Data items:
╔══

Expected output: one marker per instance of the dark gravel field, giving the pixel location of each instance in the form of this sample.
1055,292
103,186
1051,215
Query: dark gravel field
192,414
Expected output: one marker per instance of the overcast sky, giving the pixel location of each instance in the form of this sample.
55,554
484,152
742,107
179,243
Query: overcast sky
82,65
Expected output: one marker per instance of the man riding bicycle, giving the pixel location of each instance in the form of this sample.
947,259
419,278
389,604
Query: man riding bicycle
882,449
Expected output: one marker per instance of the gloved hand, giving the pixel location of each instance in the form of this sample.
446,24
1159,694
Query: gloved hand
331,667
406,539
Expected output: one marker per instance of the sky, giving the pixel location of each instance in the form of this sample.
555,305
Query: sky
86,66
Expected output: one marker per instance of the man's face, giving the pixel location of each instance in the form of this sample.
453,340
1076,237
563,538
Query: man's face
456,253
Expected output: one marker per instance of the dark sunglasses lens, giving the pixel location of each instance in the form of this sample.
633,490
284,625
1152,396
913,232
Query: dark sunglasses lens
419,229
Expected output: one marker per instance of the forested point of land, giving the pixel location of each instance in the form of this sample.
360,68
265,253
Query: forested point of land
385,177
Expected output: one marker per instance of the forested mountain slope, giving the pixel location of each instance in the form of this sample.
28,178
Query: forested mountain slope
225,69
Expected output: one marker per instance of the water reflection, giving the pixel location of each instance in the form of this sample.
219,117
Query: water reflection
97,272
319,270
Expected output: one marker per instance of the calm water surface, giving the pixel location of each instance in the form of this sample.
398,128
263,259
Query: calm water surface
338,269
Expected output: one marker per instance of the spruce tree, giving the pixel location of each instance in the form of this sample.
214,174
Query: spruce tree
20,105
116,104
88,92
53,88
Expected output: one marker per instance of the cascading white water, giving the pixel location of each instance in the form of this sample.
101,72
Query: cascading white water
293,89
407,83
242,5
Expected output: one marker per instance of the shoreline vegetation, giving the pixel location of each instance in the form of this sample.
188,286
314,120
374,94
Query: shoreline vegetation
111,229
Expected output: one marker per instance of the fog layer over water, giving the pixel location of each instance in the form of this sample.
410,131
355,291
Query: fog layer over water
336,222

╚══

▸ **WHAT TO DO**
Transcribe every entry word for word.

▸ **ANSWER TO THE PROBLEM**
Expected output: one marker per instance of the dark gravel field, giving the pixel location of each instance in the form of this sample.
1055,292
103,186
1051,215
Query: dark gravel field
192,414
Expected output: one marker per instance of the overcast sky, giving the pixel location of each instance in the form of this sample.
55,554
484,152
742,107
179,243
Query: overcast sky
82,65
Expected output: one marker per instance of the man riding bicycle, giving the pixel location of each instance in the form of this sample.
947,259
419,278
389,604
Query: man riding bicycle
882,449
Expected output: one marker per instance of the gloved hand, giving the pixel location of each instance in the form of this sample.
446,24
1159,694
Query: gloved hand
331,667
406,539
Expected output: one marker per instance of the sky, giving the pixel location of each instance in the form of this sample.
555,305
Query: sky
86,66
Expected output: one marker per instance of the man's face, giving the pixel location of each instance in the form of this sample.
453,340
1076,237
563,538
Query: man's face
456,253
Expected output: one marker per instance of the dark sunglasses lens, giving the pixel location of each instance in the form of this sample.
633,490
284,625
1152,396
913,232
Query: dark sunglasses lens
419,229
Expected output: one marker per instance of the forested point of land, giving the pixel location of each instance in the form of this sample.
360,68
265,253
Query: forested point of land
385,177
Expected output: one marker per instance of the forested mountain slope, giving the pixel location of each instance in the form of this sample.
28,178
Query: forested mountain slope
225,69
Expected output: one marker per instance of the water reflection, giving the pixel location of each instance in the form of this sample.
219,117
Query: water reflection
97,272
319,270
Expected output: one marker per instance of the calm water surface, giving the pixel location of each instance in the form of this sample.
398,128
263,259
Query: calm water surface
338,269
Expected output: one marker per instance of the spruce tree, giving the pixel location of each instance in the form of this sample.
214,174
Query: spruce tree
20,105
116,104
88,92
53,88
Expected output: one marker per instance of the cascading white water, giving the pixel location of each instance in the form of this sample.
101,72
Query: cascading white water
293,89
407,83
242,5
Expected output: one marker per instance of the shoreline vegetation, giving the pixel location of each instance in the form of this sample.
188,286
314,120
374,94
Query: shoreline vegetation
111,229
Expected output: one marker per instance of the fog layer over water, giving the pixel location of each instance in the form of this sample.
410,131
355,291
Query: fog layer over water
336,222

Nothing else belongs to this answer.